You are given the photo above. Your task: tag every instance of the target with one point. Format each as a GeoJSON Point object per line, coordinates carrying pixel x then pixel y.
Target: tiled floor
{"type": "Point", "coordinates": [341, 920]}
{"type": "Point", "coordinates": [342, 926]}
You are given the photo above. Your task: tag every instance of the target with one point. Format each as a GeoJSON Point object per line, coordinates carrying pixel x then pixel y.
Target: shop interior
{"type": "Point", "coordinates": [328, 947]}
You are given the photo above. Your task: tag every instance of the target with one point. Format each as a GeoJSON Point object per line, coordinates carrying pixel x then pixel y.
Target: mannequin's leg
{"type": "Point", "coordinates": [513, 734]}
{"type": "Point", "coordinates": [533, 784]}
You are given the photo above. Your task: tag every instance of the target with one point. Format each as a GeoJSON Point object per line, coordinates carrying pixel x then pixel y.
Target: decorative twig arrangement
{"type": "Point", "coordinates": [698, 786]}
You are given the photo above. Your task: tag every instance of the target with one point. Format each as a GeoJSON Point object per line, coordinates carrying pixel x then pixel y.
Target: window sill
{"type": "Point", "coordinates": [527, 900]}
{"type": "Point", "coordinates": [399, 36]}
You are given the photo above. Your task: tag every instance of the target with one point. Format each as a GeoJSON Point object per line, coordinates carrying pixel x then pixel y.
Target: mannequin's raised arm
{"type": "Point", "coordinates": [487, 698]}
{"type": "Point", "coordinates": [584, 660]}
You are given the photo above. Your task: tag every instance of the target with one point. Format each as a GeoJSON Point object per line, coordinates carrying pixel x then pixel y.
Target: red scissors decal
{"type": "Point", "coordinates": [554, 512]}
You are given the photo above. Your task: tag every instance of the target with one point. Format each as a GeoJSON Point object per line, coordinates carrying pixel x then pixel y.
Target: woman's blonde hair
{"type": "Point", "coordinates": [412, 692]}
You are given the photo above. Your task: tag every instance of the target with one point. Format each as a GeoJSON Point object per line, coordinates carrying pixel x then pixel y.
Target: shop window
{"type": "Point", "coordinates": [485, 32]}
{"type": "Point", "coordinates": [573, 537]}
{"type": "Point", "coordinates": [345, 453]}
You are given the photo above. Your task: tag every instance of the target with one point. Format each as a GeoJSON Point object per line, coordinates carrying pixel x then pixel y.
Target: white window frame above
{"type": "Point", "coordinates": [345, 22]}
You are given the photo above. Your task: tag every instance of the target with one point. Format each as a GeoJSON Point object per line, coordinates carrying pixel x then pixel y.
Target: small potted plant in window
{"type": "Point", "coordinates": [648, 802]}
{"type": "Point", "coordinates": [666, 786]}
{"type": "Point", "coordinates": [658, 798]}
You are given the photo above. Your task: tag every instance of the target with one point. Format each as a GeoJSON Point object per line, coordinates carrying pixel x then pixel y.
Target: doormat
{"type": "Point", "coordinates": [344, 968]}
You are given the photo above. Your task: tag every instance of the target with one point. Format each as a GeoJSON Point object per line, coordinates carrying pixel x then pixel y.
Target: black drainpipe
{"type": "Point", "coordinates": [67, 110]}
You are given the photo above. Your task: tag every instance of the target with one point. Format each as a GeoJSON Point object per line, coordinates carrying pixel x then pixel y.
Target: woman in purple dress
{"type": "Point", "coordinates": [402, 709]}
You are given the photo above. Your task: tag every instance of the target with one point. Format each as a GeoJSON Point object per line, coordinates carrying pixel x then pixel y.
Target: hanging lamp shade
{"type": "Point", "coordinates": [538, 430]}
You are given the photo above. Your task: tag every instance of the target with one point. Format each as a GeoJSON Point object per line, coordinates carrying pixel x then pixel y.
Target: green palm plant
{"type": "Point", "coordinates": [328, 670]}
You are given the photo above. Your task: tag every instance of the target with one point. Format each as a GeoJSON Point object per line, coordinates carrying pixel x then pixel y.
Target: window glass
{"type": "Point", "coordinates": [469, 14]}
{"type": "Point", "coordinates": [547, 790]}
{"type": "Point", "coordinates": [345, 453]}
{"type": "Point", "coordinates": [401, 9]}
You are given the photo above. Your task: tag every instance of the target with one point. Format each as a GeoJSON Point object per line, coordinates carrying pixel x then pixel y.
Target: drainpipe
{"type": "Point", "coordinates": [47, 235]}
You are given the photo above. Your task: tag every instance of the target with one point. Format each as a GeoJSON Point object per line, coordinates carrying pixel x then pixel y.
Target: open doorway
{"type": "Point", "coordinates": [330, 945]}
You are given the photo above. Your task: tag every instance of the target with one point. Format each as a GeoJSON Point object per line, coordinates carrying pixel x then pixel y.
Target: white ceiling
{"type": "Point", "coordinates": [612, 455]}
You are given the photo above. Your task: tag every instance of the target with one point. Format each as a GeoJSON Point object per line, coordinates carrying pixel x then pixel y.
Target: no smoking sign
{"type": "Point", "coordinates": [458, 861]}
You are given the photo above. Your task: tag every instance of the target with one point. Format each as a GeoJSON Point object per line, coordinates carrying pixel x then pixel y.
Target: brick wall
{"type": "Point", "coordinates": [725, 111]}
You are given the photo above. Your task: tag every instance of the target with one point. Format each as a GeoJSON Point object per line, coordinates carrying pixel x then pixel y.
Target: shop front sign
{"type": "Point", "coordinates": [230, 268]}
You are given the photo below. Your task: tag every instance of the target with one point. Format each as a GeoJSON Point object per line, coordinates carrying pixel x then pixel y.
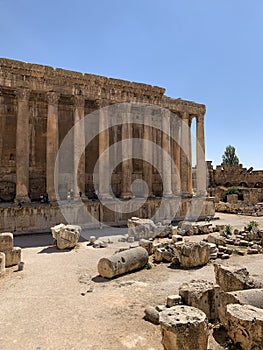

What is required:
Count the lines of the data above that contain the word "white" and state only the resulting number.

Final result:
2